* Exercise instructions
List every line of the material below that contains the word "instance", copying each line in full.

--- START Dataset extract ---

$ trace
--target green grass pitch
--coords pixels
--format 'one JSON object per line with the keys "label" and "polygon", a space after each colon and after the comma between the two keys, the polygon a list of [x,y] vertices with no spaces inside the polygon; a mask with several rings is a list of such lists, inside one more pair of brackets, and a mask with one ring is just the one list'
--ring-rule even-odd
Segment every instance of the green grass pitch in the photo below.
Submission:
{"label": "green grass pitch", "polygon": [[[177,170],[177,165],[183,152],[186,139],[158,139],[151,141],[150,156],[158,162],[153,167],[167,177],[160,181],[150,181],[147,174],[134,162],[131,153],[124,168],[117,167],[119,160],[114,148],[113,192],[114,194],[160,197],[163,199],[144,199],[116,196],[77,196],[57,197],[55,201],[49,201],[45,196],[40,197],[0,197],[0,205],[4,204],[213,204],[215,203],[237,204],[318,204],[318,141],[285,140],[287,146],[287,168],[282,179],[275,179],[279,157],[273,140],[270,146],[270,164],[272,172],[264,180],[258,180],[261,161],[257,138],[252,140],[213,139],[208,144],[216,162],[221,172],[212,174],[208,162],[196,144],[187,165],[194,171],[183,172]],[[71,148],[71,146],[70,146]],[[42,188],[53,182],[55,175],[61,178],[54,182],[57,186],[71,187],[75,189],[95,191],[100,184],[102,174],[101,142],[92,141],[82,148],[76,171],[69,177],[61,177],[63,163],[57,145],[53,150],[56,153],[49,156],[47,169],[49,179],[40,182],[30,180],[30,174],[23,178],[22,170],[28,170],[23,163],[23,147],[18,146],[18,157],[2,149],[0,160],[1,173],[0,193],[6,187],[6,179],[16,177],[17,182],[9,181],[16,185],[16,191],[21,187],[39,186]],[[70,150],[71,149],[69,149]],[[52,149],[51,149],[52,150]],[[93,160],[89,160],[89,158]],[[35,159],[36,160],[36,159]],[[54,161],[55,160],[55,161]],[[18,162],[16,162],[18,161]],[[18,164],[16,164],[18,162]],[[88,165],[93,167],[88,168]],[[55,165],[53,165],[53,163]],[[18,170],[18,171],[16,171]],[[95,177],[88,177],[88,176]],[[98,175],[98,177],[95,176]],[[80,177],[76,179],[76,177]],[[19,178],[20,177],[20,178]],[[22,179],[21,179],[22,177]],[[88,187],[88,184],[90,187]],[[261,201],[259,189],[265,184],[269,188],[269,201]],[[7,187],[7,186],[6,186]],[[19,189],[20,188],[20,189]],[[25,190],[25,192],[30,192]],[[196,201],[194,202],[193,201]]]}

--- END Dataset extract ---
--- START Dataset extract ---

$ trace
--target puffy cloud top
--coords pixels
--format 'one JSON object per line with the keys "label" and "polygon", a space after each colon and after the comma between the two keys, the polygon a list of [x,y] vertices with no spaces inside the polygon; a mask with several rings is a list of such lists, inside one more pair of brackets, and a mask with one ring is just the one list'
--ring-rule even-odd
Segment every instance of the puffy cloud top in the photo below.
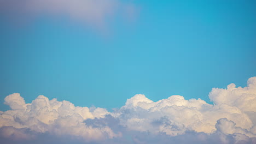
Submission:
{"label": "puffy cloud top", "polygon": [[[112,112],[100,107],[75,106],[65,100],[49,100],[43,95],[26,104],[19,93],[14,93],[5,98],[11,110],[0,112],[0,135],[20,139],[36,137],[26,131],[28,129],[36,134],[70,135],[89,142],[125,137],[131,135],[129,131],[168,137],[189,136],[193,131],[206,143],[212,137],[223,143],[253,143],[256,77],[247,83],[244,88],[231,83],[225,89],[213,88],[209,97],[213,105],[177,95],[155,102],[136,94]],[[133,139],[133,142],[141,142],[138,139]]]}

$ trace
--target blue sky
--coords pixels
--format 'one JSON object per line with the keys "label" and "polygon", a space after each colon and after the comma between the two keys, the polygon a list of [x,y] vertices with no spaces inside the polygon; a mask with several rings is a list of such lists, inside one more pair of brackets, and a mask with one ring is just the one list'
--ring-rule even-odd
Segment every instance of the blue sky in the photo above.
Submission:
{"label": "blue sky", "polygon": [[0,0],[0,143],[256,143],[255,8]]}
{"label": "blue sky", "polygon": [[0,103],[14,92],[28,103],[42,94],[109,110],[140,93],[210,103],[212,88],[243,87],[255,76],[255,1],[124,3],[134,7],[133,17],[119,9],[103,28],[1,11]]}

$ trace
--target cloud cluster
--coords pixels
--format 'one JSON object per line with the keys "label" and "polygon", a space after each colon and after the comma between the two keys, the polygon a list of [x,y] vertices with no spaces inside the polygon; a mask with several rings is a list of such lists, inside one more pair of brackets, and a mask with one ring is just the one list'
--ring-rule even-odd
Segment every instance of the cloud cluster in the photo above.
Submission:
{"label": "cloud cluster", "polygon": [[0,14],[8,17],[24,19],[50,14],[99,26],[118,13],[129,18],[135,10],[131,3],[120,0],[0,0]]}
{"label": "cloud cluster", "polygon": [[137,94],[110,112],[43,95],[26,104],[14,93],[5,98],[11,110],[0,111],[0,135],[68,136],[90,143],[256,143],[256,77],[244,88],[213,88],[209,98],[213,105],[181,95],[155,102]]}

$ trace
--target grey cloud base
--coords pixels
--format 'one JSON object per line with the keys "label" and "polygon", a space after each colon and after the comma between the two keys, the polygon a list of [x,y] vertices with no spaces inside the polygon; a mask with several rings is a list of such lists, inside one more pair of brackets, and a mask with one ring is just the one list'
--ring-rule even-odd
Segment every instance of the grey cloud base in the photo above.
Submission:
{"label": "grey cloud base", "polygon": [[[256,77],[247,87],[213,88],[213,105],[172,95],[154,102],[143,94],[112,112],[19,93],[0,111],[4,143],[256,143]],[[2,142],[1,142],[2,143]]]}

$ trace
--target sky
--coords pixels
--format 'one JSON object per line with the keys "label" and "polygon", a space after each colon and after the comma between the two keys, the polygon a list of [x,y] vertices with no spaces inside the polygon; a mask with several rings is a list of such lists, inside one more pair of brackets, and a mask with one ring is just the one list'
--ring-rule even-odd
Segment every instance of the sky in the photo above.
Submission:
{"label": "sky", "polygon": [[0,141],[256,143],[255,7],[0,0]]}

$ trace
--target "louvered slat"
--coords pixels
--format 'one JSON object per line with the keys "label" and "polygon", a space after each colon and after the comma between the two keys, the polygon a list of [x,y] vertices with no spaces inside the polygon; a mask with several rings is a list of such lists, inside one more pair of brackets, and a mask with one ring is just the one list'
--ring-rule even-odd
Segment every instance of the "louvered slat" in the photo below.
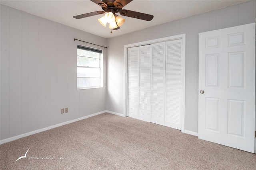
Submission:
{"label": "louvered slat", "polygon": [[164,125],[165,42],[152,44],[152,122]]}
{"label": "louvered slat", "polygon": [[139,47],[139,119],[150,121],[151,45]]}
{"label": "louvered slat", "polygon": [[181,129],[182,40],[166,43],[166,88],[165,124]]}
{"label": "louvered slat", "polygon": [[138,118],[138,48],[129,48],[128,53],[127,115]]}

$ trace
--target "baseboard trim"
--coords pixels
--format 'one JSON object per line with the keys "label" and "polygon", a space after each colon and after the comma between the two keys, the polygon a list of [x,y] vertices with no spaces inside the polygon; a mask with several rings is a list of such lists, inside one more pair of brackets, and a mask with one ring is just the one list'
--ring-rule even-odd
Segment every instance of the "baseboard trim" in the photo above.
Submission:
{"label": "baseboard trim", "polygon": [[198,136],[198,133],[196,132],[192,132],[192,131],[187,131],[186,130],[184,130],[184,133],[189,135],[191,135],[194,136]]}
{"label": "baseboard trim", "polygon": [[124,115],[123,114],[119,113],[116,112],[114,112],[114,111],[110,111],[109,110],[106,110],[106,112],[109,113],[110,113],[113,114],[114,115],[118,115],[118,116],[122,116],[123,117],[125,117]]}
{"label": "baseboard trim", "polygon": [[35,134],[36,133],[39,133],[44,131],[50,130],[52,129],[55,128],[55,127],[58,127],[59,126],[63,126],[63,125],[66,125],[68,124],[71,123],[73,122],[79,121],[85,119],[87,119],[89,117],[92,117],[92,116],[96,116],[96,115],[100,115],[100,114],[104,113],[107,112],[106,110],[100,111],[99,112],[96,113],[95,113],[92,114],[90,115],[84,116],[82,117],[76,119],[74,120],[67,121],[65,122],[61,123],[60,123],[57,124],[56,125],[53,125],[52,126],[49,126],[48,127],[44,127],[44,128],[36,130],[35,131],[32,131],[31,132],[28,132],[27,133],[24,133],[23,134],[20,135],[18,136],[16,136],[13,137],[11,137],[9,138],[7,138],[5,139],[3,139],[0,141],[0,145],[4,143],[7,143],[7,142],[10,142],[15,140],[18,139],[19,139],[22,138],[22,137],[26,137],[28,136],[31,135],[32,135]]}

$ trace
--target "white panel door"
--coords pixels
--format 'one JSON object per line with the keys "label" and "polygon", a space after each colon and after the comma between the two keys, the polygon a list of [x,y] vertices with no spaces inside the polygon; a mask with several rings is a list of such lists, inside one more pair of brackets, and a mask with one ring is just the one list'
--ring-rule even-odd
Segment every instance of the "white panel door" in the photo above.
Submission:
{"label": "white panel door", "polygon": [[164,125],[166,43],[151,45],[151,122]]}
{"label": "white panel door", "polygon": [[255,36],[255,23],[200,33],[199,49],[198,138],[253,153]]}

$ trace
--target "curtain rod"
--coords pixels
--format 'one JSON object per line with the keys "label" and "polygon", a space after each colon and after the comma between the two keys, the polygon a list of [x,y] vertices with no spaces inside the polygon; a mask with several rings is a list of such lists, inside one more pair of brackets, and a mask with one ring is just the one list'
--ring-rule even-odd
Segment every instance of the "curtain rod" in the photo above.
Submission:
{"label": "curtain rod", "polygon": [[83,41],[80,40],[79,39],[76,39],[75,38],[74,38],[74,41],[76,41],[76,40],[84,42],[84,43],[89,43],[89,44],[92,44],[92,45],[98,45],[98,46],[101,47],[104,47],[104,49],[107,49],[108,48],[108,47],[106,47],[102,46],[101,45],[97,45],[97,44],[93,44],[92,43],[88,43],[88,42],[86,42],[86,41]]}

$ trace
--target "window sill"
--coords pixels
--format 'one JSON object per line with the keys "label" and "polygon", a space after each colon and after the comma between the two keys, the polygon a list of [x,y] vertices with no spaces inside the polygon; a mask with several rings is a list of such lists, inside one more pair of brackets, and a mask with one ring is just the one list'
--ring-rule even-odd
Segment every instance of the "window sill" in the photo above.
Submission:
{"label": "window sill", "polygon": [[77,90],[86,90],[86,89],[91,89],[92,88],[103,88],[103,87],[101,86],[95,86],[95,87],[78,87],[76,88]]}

--- END Dataset extract ---

* Full output
Segment every instance of the green grass pitch in the photo below.
Segment every instance of the puffy cloud top in the photo below.
Segment every instance of the blue sky in the photo above.
Segment every instance of the cloud cluster in the photo above.
Segment every instance of the grey cloud base in the photo above.
Segment every instance of the sky in the photo above.
Segment every instance of the "louvered slat" in the photo below.
Segment every instance of the "baseboard trim" in the photo above.
Segment every instance of the "white panel door" in the photo above.
Segment every instance of the "curtain rod" in the photo above.
Segment every instance of the "window sill" in the photo above.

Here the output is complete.